== Extract provided
Sunday, October 19, 2014
Poster Board # PS1-38

Mengzhu Jiang, MSc1, Petros Pechlivanoglou, PhD2, Josephine F Wong, MD2, Nicholas Mitsakakis, MSc PhD2, Steven M. Carcone, MSc2, Ba' Pham, MSc, PhD (c)2, Valeria E. Rac, MD PhD2 and Murray D Krahn, MD, MSc3, (1)Toronto Health Economics and Technology Assessment (THETA) Collaborative, Toronto, ON, Canada, (2)Toronto Health Economics and Technology Assessment (THETA) Collaborative, University of Toronto, Toronto, ON, Canada, (3)Toronto Health Economics and Technology Assessment (THETA) Collaborative, University of Toronto, and University Health Network, Toronto, ON, Canada
Purpose: The Wound Interdisciplinary Team (WIT) study is a pragmatic randomized clinical trial (RCT) designed to evaluate the effectiveness and cost-effectiveness of systematic referral to specialized multidisciplinary wound care teams (MDWCTs) for community-based patients with chronic wounds in Ontario.  Here we report a cost effectiveness analysis using primary data from the WIT trial.

Methods: We conducted cost-effectiveness and cost-utility analyses from the perspective of the Ontario Ministry of Health and Long-term Care. We compared the two strategies evaluated in the WIT trial: systematic referral to MDWCTs, and usual care. Patient-level data on effectiveness and resource utilization from the WIT study were used to estimate the incremental cost 1) per patient discharged from a Community Care Access Centre (CCAC) and 2) per quality adjusted life year (QALY) gained in the intervention compared to the control group over the 6-month period of the trial. Costs were estimated using chart reviews and monthly patient cost surveys. All costs are reported in 2012 Canadian dollars without discounting due to the short study period. Utilities were measured using the EQ-5D instrument. Cumulative costs and QALYs for both strategies were estimated using inverse probability weighting (IPW) methods to account for censoring.

Results: The analysis included 193 and 204 subjects with the total cost per subject of $2666 and $2992 from the control and intervention groups respectively. The proportion discharged and the total QALYs were 86.7% and 0.3324 QALYs in the control group and 85.1% and 0.3321QALYs in the intervention group. The incremental cost was $421 (95% CI: -$302, $1145). The difference in the proportion of subjects discharged was -0.02 (95% CI: -0.10, 0.06) and in QALYs gained was -0.009 (95% CI: -0.027, 0.009). The incremental net monetary benefit of intervention versus control was -$871 (95% CI: -$2012, $270).     

Conclusion: Systematic referral to multi-disciplinary wound care teams did not appear to have a significant effect on either costs or health outcomes. Lack of significant findings might be partially due to the pragmatic nature of the RCT and inclusion of subjects with different wound etiologies in different care settings with insufficient power for subgroup analyses.
====
== Dataset content
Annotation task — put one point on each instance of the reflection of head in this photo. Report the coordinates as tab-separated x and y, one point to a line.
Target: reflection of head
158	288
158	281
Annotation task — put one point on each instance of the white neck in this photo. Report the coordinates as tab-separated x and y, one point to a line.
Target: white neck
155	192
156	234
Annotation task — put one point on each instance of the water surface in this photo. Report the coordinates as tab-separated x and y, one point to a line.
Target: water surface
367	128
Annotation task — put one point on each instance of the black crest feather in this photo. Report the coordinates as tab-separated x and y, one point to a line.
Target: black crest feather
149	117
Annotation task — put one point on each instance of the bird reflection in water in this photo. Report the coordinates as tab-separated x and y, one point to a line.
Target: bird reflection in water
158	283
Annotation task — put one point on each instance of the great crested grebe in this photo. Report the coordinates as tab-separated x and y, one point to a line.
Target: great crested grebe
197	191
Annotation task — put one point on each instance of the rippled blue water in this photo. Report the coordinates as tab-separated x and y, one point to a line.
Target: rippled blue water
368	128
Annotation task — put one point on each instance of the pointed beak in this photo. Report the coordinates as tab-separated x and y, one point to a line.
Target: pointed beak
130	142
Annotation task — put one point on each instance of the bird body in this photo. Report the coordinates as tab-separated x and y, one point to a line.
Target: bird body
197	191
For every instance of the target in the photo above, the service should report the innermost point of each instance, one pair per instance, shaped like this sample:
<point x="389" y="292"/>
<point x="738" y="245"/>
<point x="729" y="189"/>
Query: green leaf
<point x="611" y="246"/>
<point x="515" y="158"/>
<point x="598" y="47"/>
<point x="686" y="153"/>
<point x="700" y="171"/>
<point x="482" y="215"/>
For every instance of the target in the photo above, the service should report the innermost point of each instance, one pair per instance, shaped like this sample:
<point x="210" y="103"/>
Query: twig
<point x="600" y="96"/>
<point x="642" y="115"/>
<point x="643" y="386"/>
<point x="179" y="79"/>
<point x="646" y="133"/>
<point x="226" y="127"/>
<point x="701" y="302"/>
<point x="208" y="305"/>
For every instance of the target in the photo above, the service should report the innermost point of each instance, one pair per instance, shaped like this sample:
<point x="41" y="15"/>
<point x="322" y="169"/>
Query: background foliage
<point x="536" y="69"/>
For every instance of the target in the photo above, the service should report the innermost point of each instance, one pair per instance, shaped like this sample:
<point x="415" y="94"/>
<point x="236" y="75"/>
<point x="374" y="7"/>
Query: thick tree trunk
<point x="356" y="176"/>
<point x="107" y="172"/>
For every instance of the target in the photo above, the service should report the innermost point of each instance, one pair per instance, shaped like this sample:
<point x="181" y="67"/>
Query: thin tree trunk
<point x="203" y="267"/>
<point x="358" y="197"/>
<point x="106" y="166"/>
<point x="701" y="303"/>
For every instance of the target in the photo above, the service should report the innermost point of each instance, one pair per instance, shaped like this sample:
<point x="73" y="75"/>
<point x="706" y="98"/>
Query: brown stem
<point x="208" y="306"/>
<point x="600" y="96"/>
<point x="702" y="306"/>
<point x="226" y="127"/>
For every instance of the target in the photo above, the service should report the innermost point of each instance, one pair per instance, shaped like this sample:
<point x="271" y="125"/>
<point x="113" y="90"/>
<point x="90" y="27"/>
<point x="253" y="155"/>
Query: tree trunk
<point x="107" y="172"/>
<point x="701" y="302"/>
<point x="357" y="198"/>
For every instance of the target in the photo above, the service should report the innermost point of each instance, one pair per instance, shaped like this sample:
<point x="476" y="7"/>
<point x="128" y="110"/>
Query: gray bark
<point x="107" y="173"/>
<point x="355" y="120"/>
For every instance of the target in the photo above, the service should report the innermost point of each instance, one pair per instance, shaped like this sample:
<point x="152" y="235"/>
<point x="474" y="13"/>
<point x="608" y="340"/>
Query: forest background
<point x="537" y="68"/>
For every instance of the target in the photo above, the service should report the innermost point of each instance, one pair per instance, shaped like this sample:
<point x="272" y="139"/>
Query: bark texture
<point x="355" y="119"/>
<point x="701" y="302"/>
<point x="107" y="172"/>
====
== Dataset content
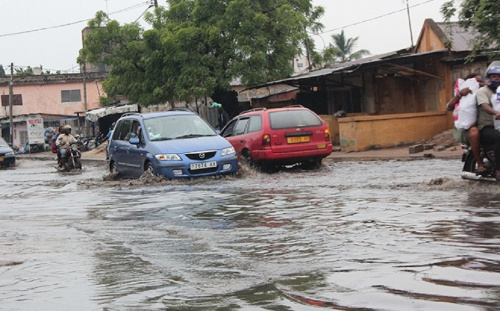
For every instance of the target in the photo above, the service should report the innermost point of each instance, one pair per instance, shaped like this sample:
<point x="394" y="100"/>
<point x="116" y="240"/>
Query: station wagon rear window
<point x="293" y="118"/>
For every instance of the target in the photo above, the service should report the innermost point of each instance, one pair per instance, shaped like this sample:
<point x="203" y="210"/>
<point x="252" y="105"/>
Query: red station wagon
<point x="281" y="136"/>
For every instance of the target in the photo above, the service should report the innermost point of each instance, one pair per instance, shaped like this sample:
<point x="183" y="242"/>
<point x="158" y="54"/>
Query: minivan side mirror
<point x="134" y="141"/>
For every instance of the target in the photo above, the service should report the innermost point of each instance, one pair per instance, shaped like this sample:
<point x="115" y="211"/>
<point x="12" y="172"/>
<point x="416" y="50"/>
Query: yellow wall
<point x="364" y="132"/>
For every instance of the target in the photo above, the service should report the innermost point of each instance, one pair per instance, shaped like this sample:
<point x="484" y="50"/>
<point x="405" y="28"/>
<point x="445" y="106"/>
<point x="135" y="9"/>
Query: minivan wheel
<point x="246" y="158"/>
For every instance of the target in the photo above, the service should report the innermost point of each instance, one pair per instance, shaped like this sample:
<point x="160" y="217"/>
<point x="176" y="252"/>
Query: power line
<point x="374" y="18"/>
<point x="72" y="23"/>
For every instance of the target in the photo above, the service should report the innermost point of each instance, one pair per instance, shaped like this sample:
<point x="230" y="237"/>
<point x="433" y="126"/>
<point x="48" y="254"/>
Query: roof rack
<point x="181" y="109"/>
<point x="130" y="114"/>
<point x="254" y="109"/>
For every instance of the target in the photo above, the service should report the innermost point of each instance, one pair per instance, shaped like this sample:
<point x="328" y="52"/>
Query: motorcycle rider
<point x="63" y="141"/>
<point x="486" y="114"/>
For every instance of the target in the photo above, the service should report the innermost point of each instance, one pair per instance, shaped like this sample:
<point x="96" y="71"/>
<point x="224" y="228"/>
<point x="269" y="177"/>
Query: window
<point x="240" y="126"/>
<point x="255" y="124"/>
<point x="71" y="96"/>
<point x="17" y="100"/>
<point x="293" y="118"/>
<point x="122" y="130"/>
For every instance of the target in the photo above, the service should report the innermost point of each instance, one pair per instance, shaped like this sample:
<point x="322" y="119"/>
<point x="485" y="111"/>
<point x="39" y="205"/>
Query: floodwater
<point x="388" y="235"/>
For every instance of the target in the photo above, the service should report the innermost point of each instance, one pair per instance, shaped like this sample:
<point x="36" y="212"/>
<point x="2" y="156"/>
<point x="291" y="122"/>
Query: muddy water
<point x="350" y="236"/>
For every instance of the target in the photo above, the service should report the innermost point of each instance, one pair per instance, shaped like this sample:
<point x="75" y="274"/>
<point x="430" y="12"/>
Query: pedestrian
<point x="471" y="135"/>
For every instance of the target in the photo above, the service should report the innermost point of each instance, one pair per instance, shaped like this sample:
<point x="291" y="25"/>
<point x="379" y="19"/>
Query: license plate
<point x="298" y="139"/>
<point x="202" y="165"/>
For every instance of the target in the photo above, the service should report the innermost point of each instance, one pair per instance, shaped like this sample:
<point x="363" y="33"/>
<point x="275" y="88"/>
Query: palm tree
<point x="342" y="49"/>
====
- [Aim of the exercise]:
Translate the sentence "Utilities were measured using the EQ-5D instrument." from the wound care trial abstract into Spanish. You can ignore the records entirely.

- [Output below]:
Las utilidades se midieron con el instrumento EQ-5D.